THE TASK: Render every line of the records below as a numbered list, omitting any blank lines.

(Collected data)
┄┄┄┄┄┄
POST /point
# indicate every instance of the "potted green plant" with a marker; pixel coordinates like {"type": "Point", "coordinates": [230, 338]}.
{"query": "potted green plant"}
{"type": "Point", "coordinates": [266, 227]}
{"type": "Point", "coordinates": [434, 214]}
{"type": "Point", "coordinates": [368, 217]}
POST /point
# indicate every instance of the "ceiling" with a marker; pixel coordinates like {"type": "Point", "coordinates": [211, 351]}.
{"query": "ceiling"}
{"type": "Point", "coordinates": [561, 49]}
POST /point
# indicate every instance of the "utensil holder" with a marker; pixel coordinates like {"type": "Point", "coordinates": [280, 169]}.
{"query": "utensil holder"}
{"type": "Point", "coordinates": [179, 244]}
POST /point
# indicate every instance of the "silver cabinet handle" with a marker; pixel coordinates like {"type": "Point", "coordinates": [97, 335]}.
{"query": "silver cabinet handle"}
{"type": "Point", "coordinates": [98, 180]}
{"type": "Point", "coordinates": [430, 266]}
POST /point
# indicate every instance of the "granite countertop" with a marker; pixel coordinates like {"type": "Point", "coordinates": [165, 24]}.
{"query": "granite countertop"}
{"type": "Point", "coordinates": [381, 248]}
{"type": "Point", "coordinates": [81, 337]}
┄┄┄┄┄┄
RESPONSE:
1. POST /point
2. # indicate every instance of the "potted green plant" with a marker; pixel coordinates like {"type": "Point", "coordinates": [230, 338]}.
3. {"query": "potted green plant"}
4. {"type": "Point", "coordinates": [266, 227]}
5. {"type": "Point", "coordinates": [434, 214]}
6. {"type": "Point", "coordinates": [368, 217]}
7. POST /point
8. # indicate every instance of the "ceiling" with a marker; pixel coordinates like {"type": "Point", "coordinates": [211, 351]}.
9. {"query": "ceiling"}
10. {"type": "Point", "coordinates": [561, 49]}
11. POST /point
12. # indicate every instance of the "utensil holder" with a marker; pixel coordinates like {"type": "Point", "coordinates": [280, 169]}.
13. {"query": "utensil holder"}
14. {"type": "Point", "coordinates": [179, 244]}
15. POST /point
16. # indicate every instance of the "silver cabinet handle" with a marker; pixel coordinates like {"type": "Point", "coordinates": [97, 335]}.
17. {"query": "silver cabinet handle"}
18. {"type": "Point", "coordinates": [98, 180]}
19. {"type": "Point", "coordinates": [430, 266]}
20. POST /point
21. # indicate every instance of the "granite countertop" with a marker; pixel coordinates like {"type": "Point", "coordinates": [165, 24]}.
22. {"query": "granite countertop"}
23. {"type": "Point", "coordinates": [381, 248]}
24. {"type": "Point", "coordinates": [81, 337]}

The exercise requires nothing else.